EXERCISE REQUIREMENTS ::
Retype, word for word, every line from the one holding "<point>460,248</point>" through the one holding "<point>636,518</point>" in the entries below, both included, and only those lines.

[[ THE RECORDS, beginning ]]

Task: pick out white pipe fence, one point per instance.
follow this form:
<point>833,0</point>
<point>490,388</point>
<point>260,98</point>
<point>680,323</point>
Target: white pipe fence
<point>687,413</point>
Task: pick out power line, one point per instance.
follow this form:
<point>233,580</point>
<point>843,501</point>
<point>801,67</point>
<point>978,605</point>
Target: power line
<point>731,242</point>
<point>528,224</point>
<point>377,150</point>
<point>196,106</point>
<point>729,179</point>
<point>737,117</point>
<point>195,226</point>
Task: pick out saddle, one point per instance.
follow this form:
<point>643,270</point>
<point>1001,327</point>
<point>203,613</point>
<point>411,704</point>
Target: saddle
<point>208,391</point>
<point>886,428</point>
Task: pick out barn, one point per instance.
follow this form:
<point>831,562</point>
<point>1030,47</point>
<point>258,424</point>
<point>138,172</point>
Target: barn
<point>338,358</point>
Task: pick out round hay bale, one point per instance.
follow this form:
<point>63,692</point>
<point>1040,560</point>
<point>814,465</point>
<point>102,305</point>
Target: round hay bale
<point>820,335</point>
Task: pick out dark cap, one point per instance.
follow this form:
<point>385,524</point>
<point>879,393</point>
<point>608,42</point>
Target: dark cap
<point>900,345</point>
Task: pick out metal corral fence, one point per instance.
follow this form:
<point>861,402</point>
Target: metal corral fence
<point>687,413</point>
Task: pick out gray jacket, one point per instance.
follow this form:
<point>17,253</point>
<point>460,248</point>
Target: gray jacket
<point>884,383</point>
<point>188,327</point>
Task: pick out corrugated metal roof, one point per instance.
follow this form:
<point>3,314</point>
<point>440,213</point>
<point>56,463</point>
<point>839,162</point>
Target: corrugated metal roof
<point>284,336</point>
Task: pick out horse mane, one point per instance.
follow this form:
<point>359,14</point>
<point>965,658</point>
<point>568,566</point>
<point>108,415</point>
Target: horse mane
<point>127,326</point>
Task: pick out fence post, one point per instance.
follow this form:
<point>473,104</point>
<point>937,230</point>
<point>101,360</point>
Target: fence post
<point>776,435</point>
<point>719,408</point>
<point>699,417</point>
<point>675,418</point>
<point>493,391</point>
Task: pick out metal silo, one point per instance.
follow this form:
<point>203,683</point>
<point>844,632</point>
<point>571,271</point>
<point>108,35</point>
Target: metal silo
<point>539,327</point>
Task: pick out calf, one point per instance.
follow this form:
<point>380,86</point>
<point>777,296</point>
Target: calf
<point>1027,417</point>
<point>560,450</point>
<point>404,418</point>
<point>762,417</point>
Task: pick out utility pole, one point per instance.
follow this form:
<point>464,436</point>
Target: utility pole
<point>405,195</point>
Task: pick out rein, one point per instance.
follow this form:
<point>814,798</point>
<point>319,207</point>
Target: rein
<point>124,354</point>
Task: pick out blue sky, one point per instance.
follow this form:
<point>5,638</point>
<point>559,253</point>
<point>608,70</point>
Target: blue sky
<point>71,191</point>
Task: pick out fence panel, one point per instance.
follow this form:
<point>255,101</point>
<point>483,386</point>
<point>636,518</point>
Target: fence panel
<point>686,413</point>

[[ THE RECORDS, end ]]
[[ THE RECORDS, beginning ]]

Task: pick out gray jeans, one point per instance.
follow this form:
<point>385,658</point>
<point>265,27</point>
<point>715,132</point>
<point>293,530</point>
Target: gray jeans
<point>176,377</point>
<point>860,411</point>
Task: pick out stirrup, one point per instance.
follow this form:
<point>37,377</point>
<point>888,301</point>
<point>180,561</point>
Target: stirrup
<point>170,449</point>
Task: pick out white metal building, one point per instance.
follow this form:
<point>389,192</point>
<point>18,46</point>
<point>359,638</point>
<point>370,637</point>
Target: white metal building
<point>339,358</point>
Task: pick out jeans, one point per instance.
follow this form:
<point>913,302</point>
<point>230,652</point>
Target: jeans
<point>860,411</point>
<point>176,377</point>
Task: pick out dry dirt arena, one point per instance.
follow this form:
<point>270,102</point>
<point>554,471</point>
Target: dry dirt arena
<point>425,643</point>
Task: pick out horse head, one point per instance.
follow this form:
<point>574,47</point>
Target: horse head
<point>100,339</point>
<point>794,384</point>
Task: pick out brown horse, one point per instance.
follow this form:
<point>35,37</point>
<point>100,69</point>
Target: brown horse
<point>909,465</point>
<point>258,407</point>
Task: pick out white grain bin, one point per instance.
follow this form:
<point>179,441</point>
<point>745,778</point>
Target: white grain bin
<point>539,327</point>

[[ THE RECORDS, end ]]

YOUR SOLUTION ::
<point>460,248</point>
Target: gray jacket
<point>884,383</point>
<point>188,327</point>
Task: pick out corrugated metal roof, one point per instance.
follow this form:
<point>3,314</point>
<point>440,213</point>
<point>56,463</point>
<point>839,162</point>
Target: corrugated metal roof
<point>284,336</point>
Task: pick out horse mane, one point per instance.
follow this form:
<point>359,14</point>
<point>965,658</point>
<point>568,566</point>
<point>108,415</point>
Target: horse mane
<point>127,326</point>
Task: pick out fence post, one point per instance.
follow this form:
<point>473,104</point>
<point>937,230</point>
<point>101,360</point>
Target: fence post
<point>776,435</point>
<point>719,408</point>
<point>699,417</point>
<point>675,418</point>
<point>493,391</point>
Task: pick out metal silo, one point per instance.
follow this form:
<point>203,683</point>
<point>844,632</point>
<point>571,271</point>
<point>108,35</point>
Target: metal silo
<point>539,327</point>
Task: pick out calf, one point per instance.
follow this form:
<point>380,86</point>
<point>777,296</point>
Target: calf
<point>1027,417</point>
<point>560,450</point>
<point>404,418</point>
<point>762,417</point>
Task: pick out utility pole, one point per instance.
follow this form:
<point>464,436</point>
Target: utility pole
<point>405,195</point>
Task: pick out rein, one point per instance.
follow this form:
<point>814,798</point>
<point>319,207</point>
Target: rein
<point>124,354</point>
Task: pick out blue sky, one point per instance.
follow this form:
<point>5,638</point>
<point>559,253</point>
<point>608,70</point>
Target: blue sky
<point>71,191</point>
Task: pick out fence panel, one point per instance.
follow this form:
<point>255,101</point>
<point>483,386</point>
<point>636,518</point>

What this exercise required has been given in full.